### Exercise
Could you return every row below verbatim, leaving the pictures out of your answer?

-- BEGIN --

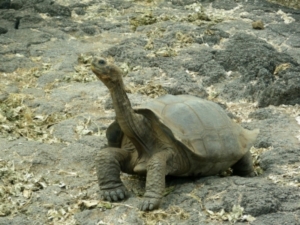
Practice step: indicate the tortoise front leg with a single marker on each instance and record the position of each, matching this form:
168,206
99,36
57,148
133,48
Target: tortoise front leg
155,181
110,161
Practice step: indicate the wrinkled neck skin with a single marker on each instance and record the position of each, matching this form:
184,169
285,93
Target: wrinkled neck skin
135,126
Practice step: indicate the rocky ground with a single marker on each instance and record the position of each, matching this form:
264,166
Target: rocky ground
244,55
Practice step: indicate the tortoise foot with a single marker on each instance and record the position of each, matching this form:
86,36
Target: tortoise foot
150,203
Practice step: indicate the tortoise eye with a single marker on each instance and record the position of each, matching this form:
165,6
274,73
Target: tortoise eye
101,62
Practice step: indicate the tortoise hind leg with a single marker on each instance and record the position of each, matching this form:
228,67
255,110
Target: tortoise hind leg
244,167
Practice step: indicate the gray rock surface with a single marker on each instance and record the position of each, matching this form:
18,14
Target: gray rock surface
54,112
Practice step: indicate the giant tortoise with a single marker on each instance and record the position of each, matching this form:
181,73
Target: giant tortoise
178,135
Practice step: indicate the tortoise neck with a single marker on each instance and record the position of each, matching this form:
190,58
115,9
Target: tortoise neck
132,124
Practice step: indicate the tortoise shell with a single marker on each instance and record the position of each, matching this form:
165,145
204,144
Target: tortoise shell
202,126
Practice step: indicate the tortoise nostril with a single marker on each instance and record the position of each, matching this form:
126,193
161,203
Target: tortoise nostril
101,61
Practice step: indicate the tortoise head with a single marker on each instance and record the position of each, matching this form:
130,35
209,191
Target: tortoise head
108,73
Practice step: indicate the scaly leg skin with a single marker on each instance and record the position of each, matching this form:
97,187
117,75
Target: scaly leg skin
109,162
155,182
244,167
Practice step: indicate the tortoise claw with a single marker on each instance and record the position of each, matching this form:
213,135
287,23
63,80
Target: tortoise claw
115,194
149,204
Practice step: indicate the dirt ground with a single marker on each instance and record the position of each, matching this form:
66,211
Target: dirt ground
243,55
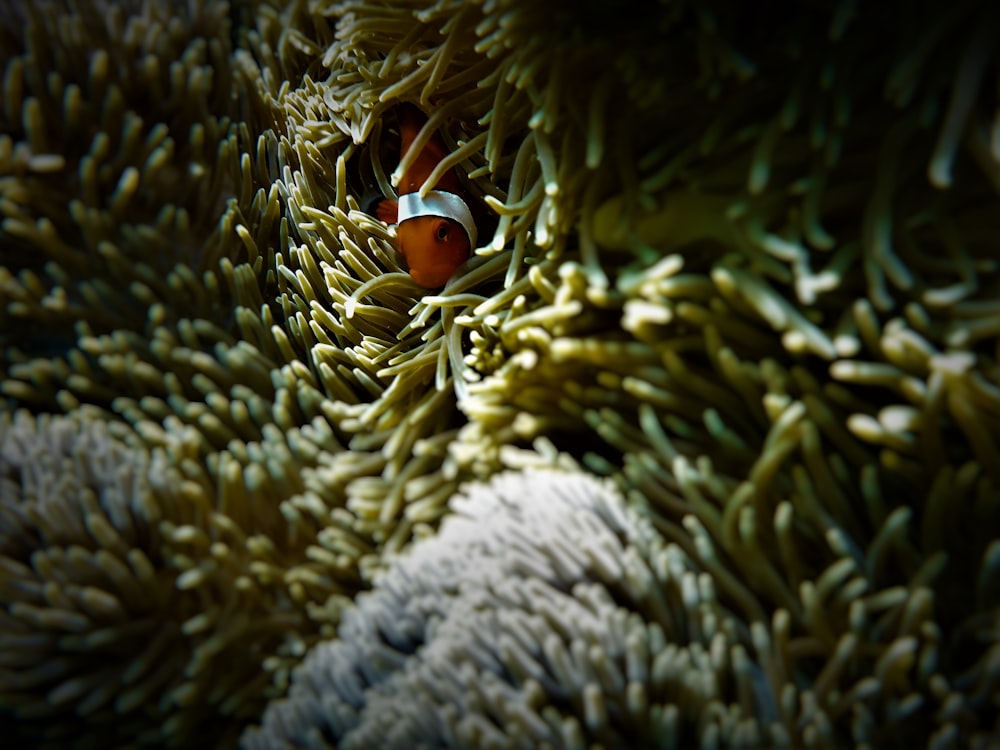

-- END --

### Task answer
Practice step: indicate the tortoise front leg with a single marker on each instance and record the position of each, matching this form:
168,206
99,36
57,148
133,48
Target: tortoise front leg
155,181
110,161
Practice step: indicate the wrinkled neck skin with a single marker on each instance and record the position of each, matching this form:
184,169
285,93
Target: wrinkled neck skin
135,126
Practice step: indicate the rocky ground with a single marker on each instance and record the position of each, matching this form:
264,166
Target: rocky ground
244,55
Practice step: indicate the tortoise foot with a single marker on each instance and record the position of each, matching this form:
86,36
Target: tortoise foot
150,203
Practice step: indicate the tortoise eye with a single marker on each instance and record the position of each, matching this form:
165,6
274,73
Target: tortoise eye
101,62
Practice step: indicate the tortoise hind leg with a single marker on each instance and record the position of each, matching this form:
228,67
255,110
Target: tortoise hind leg
244,167
Practice step: indicate the gray rock surface with a single marker on each instance and record the position of each, matching this form:
18,14
Target: gray rock surface
54,112
Practice step: indicate the giant tortoise with a single marker on each instance and record the position of each, matching this form:
181,73
Target: giant tortoise
178,135
Practice step: indicate the tortoise neck with a single marker on each instance and record the position of each, matching this form:
190,58
115,9
Target: tortoise neck
132,124
Practice step: indicate the tortoise shell with a single marker on each instance and record the position of each, matching this form:
165,145
204,144
Target: tortoise shell
202,126
Practice step: indicate the tortoise nostril with a single marker on each instance and record the position of each, matching this form:
126,193
161,203
Target: tortoise nostril
101,61
Practice step: indicate the tortoise head with a single marker on each instance and record the position of each, matching this form:
130,35
209,191
Target: tortoise head
108,73
Practice step: indicate the scaly leg skin with a single marker on each instance and record the position of each, matching this form:
97,187
117,75
Target: scaly leg skin
109,162
155,182
244,167
Practice step: indicate the tortoise claw with a single marker on each instance and record the position of each, matching this form:
213,135
287,23
63,80
Target: tortoise claw
115,194
149,204
Practice step: indicate the dirt ground with a single marker on each instance and record the position of each, matching this form:
66,211
Target: dirt ground
243,55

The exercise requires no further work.